------ Input material ------
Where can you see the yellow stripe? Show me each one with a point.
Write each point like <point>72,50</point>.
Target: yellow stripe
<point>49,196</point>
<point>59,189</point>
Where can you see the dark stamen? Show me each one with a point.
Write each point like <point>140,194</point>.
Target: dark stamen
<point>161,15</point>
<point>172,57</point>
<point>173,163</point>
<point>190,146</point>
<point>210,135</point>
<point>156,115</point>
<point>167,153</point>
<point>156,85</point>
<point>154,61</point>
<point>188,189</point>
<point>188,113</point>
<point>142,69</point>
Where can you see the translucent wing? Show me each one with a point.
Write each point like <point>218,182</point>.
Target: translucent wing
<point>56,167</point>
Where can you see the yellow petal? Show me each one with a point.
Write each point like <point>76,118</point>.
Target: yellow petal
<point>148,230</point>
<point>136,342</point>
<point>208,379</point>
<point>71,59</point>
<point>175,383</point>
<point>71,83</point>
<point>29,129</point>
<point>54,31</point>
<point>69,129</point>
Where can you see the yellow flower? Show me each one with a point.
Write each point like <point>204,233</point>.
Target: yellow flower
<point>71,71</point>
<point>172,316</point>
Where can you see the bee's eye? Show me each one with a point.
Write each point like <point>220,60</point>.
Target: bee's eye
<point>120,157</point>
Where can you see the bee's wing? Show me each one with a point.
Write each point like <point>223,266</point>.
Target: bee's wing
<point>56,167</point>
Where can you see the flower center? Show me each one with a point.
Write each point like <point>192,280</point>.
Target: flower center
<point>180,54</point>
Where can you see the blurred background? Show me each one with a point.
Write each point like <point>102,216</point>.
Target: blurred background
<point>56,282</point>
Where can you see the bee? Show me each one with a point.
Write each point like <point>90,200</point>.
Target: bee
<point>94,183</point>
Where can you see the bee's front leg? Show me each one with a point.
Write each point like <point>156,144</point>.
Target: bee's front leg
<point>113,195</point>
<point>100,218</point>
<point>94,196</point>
------
## Task requirements
The lines to return are those in the entries above that include "Where".

## Your solution
Where can you see the yellow stripe? Show me each one with a point.
Where can you see the dark stamen? Show me each one with a point.
Where can you see the translucent wing? Show me each one with a point.
Where can you see the yellow petal? Show me each one with a point.
Where can you see the yellow flower? Show me each one with a point.
Where can you see the bee's eye? Show me each one with a point.
Where can you see the bee's wing? Show me each one with a point.
Where can you see the flower center? Show me each one with a point.
Where can you see the blurred background? Show me each one with a point.
Where can you see the bee? Show me each one with a point.
Where can you see the bee's front leg? Show me each one with a point.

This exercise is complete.